[LISTING]:
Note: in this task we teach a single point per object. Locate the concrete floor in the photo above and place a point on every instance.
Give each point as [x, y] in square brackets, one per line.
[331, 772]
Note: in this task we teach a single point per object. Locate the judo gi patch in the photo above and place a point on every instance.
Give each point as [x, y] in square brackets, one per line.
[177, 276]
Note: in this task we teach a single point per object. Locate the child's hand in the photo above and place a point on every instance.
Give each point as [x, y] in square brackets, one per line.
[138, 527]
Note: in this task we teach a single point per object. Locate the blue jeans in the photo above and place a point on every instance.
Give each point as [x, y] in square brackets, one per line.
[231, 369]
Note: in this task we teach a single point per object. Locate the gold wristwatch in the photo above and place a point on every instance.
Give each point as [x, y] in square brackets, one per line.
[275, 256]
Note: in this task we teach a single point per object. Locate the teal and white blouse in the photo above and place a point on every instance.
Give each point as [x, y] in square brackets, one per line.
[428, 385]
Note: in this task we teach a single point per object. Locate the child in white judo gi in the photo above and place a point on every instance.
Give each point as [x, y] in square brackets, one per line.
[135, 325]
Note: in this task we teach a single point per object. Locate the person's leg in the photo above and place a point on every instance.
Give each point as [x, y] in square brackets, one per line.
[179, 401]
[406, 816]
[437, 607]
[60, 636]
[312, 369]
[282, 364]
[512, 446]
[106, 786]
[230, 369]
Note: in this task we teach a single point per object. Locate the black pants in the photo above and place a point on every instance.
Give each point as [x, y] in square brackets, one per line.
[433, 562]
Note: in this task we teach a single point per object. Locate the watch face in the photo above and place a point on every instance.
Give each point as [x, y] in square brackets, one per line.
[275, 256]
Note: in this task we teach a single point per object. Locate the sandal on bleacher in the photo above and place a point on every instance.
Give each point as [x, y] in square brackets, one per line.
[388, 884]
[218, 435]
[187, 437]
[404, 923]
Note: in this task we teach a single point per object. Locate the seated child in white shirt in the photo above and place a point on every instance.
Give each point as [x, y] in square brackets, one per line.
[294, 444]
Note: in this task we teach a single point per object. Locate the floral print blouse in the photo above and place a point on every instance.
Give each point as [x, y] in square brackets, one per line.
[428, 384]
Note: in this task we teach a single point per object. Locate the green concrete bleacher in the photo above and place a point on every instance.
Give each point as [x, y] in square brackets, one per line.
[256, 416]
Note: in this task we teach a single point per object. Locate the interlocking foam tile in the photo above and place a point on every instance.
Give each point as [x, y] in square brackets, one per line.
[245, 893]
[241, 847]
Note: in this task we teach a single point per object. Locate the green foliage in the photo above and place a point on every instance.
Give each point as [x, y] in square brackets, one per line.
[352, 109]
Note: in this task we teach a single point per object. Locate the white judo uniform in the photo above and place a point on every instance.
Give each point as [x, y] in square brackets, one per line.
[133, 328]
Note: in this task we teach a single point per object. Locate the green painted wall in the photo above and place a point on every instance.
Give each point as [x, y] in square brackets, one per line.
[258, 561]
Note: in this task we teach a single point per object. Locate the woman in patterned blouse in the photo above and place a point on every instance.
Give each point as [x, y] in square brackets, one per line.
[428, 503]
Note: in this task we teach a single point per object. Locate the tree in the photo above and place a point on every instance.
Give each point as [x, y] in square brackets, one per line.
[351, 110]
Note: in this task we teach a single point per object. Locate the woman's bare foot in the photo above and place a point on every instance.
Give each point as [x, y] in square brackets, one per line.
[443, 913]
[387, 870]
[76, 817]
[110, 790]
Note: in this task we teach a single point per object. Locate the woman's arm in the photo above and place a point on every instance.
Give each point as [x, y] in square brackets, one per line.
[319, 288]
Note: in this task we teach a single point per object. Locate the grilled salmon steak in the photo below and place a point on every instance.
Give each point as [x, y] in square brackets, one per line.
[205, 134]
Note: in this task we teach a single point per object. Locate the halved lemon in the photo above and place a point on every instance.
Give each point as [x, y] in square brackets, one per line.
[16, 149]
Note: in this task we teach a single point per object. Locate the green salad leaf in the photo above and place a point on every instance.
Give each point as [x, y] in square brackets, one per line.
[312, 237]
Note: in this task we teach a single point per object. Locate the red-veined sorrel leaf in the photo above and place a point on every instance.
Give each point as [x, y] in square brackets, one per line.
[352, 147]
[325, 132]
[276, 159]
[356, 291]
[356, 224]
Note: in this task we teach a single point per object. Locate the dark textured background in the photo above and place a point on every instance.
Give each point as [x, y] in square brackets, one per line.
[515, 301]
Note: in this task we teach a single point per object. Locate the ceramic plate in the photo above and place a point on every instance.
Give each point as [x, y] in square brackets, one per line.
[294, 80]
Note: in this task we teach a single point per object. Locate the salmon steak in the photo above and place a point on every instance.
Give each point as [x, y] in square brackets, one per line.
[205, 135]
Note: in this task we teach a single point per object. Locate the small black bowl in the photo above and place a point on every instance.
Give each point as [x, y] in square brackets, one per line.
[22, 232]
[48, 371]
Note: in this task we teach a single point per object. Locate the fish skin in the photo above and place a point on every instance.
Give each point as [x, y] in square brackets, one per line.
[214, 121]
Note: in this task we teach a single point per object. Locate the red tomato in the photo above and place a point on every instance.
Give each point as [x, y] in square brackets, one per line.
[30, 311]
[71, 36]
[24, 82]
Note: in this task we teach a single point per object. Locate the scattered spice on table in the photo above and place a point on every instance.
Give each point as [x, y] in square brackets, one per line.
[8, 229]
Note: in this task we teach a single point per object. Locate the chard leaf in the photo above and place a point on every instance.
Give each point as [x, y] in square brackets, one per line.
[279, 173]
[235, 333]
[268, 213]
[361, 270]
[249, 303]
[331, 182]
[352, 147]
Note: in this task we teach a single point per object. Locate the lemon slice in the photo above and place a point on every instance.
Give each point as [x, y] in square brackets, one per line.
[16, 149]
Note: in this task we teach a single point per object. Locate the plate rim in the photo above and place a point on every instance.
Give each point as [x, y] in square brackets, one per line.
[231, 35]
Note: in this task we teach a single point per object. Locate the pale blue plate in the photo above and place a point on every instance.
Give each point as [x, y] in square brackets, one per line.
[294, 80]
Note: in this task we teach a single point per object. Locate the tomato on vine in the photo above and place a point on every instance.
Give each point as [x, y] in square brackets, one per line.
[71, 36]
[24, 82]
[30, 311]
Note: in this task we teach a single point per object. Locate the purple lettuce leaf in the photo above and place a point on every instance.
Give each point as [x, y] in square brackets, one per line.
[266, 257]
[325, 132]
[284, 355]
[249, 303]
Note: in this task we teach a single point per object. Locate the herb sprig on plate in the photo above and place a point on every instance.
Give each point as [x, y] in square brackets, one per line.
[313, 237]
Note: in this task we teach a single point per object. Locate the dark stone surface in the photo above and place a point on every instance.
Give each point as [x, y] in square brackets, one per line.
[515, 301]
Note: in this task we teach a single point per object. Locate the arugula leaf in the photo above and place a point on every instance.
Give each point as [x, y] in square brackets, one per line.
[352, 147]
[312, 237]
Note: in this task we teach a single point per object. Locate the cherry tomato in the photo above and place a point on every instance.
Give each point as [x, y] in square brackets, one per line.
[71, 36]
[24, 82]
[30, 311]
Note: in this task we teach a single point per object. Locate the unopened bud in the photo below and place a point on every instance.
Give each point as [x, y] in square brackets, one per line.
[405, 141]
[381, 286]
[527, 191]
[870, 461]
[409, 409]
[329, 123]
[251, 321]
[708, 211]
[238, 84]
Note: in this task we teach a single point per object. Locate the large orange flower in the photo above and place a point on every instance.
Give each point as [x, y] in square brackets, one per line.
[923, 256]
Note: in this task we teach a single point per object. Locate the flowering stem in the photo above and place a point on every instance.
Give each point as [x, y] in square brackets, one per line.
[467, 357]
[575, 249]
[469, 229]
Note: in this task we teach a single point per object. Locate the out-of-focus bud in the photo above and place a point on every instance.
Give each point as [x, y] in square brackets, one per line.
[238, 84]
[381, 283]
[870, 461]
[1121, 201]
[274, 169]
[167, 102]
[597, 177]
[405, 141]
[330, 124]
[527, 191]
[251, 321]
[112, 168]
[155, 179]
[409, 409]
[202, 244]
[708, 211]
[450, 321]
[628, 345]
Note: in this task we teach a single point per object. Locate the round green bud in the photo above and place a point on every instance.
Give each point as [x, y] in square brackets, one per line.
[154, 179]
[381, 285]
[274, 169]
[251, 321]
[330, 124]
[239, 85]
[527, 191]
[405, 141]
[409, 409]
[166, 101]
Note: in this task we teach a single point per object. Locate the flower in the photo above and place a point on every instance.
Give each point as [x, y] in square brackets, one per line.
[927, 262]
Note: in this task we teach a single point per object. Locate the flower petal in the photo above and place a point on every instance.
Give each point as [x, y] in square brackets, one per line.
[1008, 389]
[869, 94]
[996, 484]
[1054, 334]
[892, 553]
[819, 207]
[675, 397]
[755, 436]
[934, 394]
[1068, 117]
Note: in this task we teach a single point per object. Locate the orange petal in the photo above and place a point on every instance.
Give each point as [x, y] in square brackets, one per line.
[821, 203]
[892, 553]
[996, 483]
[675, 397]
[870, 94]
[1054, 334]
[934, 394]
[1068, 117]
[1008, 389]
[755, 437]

[WHAT TO PRODUCE]:
Reproduce exactly the line that holds "Locate the round", then every line after it, ending with the final line of the records above.

[THE OUTPUT]:
Note: in this task we teach a single point per object. Locate the round green bud in the photo above and place a point on every instance.
Give each point as [x, y] in square brackets, one per line.
[154, 179]
[381, 285]
[274, 169]
[251, 321]
[330, 124]
[239, 85]
[527, 191]
[405, 141]
[409, 409]
[166, 101]
Note: in this task we teach a single point per object. Locate the flower in the photo above and place a point on every instance.
Give each point as [x, y] in square brackets, one per line.
[927, 262]
Note: in this task we teach a single point per object. Locate the flower petal in the photo above and place a point on every instance.
Give each point as [x, y] in square brackets, one per line.
[1008, 389]
[869, 94]
[996, 484]
[1054, 334]
[892, 553]
[819, 207]
[675, 397]
[755, 436]
[934, 394]
[1068, 117]
Note: in this task we teach a single point per object. Locate the orange petal in the photo above and place a point on every instance.
Give each point as [x, y] in square brackets, one per line.
[821, 203]
[892, 553]
[996, 483]
[675, 397]
[870, 94]
[1054, 334]
[934, 394]
[1068, 117]
[1008, 389]
[755, 437]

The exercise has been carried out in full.